(Contour labeling material)
——

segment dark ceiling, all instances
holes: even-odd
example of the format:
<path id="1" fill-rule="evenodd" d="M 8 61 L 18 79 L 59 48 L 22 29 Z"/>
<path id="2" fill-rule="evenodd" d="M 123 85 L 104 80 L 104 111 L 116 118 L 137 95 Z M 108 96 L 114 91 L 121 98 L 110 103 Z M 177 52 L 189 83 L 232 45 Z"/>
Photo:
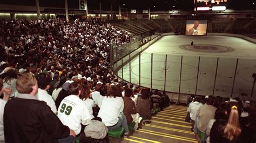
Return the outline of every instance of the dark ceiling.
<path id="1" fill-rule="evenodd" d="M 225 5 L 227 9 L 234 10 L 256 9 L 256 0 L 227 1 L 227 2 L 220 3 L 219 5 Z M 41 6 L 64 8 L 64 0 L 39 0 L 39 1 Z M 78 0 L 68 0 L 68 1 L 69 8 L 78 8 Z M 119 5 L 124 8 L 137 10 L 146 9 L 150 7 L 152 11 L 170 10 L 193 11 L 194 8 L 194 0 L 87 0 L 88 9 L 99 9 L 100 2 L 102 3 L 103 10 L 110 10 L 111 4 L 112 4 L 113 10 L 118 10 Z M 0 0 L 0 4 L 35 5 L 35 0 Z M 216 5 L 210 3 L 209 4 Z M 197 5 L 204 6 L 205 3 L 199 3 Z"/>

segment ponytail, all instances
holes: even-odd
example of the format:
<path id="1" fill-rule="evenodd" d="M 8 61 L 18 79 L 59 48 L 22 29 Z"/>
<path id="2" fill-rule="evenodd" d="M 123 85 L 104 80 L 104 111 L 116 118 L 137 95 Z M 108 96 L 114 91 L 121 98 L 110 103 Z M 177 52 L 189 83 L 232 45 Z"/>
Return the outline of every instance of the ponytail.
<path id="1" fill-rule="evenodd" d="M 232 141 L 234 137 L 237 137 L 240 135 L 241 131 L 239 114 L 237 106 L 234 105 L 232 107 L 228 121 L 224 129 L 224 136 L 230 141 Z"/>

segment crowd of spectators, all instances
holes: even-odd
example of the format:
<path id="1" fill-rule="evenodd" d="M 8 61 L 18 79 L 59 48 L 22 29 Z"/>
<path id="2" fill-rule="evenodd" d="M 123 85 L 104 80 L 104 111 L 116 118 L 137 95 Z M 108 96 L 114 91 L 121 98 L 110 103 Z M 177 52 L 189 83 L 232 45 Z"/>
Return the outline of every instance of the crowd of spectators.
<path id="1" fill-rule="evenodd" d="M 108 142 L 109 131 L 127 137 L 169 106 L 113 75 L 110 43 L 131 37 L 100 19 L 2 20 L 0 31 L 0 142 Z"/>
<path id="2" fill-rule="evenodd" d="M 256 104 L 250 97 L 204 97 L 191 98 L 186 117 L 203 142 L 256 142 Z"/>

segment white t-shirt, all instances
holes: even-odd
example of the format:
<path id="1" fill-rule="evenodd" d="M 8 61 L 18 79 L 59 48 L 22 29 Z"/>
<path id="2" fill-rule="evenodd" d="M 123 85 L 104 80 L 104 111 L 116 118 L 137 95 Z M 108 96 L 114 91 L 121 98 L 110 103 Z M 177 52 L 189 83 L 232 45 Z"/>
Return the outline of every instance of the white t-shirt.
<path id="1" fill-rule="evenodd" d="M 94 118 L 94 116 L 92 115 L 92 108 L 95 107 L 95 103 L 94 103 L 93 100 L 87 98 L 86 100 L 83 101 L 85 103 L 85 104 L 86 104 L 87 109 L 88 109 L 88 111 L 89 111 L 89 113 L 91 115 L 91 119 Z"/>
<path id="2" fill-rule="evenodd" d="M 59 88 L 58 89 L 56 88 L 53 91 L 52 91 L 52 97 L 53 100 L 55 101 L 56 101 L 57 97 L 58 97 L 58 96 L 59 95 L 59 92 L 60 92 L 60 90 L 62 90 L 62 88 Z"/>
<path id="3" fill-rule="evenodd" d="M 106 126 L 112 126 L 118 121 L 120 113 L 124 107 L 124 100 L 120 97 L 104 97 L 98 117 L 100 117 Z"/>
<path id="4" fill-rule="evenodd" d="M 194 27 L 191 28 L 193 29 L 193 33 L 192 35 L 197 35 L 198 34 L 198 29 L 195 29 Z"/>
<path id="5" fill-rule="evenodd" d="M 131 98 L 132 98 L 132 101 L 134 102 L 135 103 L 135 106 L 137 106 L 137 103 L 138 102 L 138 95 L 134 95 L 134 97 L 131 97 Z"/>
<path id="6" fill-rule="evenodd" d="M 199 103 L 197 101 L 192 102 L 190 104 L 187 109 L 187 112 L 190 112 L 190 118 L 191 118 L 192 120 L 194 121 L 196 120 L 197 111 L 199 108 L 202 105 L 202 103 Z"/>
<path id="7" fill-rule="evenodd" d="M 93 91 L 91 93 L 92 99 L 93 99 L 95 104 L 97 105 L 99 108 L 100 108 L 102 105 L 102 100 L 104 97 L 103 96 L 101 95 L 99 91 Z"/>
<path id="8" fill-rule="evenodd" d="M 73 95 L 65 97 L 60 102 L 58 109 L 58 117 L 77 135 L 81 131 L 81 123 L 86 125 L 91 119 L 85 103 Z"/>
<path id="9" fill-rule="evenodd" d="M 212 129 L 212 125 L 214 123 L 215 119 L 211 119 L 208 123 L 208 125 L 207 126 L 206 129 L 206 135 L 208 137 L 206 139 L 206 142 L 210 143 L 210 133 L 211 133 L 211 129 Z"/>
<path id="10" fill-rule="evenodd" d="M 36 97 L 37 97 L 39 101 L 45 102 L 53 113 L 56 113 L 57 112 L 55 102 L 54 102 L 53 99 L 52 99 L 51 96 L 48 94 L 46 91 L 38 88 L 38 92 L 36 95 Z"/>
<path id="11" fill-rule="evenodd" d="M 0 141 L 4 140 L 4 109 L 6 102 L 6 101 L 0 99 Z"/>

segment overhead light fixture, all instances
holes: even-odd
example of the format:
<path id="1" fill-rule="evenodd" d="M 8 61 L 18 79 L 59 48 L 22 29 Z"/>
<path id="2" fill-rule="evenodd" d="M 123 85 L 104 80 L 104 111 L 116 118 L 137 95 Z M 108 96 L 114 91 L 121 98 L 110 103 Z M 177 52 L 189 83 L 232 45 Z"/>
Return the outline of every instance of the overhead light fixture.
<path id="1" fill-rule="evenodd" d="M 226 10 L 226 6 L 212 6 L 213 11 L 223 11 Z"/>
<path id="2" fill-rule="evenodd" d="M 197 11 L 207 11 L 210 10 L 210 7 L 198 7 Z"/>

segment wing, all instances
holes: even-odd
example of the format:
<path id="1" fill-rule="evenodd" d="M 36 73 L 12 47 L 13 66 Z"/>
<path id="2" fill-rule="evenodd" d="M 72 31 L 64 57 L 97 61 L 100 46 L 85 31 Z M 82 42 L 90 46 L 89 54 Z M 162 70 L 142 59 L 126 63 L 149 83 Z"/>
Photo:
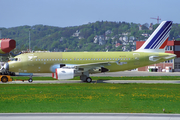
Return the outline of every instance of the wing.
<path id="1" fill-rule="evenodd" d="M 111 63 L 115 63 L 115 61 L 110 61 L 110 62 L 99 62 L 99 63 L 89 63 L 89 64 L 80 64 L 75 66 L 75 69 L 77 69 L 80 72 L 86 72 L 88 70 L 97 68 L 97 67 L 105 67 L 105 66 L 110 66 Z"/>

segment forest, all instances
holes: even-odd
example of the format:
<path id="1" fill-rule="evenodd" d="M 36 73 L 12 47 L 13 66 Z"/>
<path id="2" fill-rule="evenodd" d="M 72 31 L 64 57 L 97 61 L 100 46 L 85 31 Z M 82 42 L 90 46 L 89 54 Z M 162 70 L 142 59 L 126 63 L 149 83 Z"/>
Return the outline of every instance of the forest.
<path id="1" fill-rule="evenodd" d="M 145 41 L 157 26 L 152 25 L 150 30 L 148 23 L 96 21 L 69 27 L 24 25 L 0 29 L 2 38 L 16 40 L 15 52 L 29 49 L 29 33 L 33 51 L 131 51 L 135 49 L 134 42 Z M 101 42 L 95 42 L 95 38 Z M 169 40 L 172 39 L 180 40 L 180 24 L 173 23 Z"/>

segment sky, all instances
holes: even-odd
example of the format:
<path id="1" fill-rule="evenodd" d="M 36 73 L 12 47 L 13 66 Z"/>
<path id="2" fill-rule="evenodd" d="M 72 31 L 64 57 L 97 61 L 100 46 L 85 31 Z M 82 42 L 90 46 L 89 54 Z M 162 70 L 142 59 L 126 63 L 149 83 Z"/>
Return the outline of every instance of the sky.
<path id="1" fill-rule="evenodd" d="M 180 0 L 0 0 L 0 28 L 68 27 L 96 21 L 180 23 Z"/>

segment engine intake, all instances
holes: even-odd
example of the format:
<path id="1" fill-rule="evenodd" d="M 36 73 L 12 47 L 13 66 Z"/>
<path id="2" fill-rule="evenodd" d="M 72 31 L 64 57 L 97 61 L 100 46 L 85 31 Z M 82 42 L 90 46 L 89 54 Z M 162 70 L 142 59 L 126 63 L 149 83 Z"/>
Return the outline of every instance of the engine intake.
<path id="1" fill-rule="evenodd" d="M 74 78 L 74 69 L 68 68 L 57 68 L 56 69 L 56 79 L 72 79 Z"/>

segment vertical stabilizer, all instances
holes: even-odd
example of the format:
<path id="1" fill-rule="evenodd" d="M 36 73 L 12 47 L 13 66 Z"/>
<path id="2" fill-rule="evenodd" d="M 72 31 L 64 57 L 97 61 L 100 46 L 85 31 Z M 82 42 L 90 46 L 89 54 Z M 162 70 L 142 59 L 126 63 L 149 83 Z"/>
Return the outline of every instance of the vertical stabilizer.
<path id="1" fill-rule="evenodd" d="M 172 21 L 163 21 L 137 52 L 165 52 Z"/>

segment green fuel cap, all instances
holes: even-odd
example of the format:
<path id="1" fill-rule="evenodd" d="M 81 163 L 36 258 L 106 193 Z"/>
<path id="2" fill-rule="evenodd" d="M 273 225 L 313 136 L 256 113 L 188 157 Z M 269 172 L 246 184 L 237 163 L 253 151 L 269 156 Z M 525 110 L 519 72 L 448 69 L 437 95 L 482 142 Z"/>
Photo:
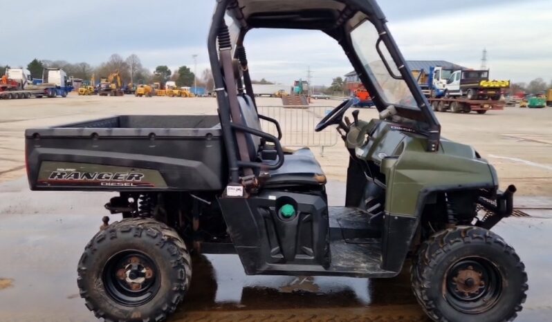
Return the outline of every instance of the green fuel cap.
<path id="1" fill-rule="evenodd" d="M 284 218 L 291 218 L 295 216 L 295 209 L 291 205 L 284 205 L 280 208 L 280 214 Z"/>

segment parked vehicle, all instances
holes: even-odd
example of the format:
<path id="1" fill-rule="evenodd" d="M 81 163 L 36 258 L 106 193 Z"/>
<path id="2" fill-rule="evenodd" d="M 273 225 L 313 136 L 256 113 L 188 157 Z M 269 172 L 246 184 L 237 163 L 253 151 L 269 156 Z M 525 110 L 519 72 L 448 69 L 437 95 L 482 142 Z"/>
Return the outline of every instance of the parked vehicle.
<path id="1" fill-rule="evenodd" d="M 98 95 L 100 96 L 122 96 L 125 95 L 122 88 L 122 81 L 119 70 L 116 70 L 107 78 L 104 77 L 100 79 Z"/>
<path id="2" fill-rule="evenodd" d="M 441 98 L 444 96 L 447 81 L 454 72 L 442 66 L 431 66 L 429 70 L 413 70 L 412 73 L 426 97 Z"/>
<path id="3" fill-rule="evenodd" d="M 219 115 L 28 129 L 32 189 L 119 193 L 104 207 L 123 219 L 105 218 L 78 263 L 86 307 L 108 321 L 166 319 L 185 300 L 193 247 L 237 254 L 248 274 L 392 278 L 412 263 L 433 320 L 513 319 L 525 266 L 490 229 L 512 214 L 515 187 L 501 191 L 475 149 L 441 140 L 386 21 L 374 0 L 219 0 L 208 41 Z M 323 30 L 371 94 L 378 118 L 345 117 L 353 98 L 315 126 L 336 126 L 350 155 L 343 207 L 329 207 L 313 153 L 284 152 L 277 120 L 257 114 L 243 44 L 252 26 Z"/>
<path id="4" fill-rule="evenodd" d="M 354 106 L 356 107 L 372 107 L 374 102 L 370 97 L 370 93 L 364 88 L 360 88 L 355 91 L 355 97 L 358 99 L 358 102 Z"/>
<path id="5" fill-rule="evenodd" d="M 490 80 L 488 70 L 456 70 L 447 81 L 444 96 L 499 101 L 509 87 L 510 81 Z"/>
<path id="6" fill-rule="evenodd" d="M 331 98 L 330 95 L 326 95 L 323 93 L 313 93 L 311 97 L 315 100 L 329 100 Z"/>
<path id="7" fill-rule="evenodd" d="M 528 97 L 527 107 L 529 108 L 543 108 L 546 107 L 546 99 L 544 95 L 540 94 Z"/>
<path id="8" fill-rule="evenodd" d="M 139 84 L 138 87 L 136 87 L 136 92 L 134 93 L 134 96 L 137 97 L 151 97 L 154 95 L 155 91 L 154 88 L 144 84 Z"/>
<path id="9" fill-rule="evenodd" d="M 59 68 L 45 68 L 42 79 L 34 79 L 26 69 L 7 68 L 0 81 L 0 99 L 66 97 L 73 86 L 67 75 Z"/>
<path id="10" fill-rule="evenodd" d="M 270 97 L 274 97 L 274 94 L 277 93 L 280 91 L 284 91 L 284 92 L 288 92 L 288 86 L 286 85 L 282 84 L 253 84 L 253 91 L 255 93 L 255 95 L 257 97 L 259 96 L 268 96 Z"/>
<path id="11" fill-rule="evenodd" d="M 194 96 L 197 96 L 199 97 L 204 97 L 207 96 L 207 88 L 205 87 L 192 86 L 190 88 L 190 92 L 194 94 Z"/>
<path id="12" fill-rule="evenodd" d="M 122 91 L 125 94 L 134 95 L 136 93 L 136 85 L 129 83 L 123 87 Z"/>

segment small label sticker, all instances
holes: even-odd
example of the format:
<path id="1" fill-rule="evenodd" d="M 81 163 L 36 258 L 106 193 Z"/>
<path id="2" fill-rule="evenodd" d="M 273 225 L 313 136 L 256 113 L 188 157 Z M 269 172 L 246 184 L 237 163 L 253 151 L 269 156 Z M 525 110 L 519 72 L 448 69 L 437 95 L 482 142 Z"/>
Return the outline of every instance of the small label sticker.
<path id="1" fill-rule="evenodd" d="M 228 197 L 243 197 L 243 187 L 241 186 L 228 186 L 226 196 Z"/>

——

- [Exercise details]: Render everything from the line containing "segment white t-shirt, all instances" down to the line containing "199 103 L 197", both included, as a two-column CSV headed instruction and response, one row per instruction with its answer. Put each value in a single quoted field, with line breaks turned into spaces.

- [Answer to the exercise]:
instruction,response
"segment white t-shirt, all instances holes: even-odd example of the format: <path id=""1"" fill-rule=""evenodd"" d=""M 8 61 L 18 79 L 59 48 L 22 29 Z""/> <path id=""2"" fill-rule=""evenodd"" d=""M 123 85 L 104 80 L 104 111 L 116 118 L 137 95 Z M 108 96 L 114 91 L 121 98 L 110 103 Z M 177 52 L 189 83 L 232 45 Z""/> Return the outline of every instance of the white t-shirt.","<path id=""1"" fill-rule=""evenodd"" d=""M 94 118 L 94 116 L 92 115 L 92 108 L 95 107 L 95 103 L 94 103 L 93 100 L 87 98 L 86 100 L 83 101 L 85 103 L 85 104 L 86 104 L 87 109 L 88 109 L 88 111 L 89 111 L 89 113 L 91 115 L 91 119 Z""/> <path id=""2"" fill-rule=""evenodd"" d=""M 59 88 L 58 89 L 56 88 L 53 91 L 52 91 L 52 97 L 53 100 L 55 101 L 56 101 L 57 97 L 58 97 L 58 96 L 59 95 L 59 92 L 60 92 L 60 90 L 62 90 L 62 88 Z""/> <path id=""3"" fill-rule=""evenodd"" d=""M 106 126 L 112 126 L 118 121 L 120 113 L 124 107 L 124 100 L 120 97 L 104 97 L 98 117 L 100 117 Z""/> <path id=""4"" fill-rule=""evenodd"" d=""M 194 27 L 191 28 L 193 29 L 193 33 L 192 35 L 197 35 L 198 34 L 198 29 L 195 29 Z""/> <path id=""5"" fill-rule=""evenodd"" d=""M 131 98 L 132 98 L 132 101 L 134 102 L 135 103 L 135 106 L 137 106 L 137 103 L 138 102 L 138 95 L 134 95 L 134 97 L 131 97 Z""/> <path id=""6"" fill-rule=""evenodd"" d=""M 199 103 L 197 101 L 192 102 L 190 104 L 187 109 L 187 112 L 190 112 L 190 118 L 191 118 L 192 120 L 194 121 L 196 120 L 197 111 L 199 108 L 202 105 L 202 103 Z""/>"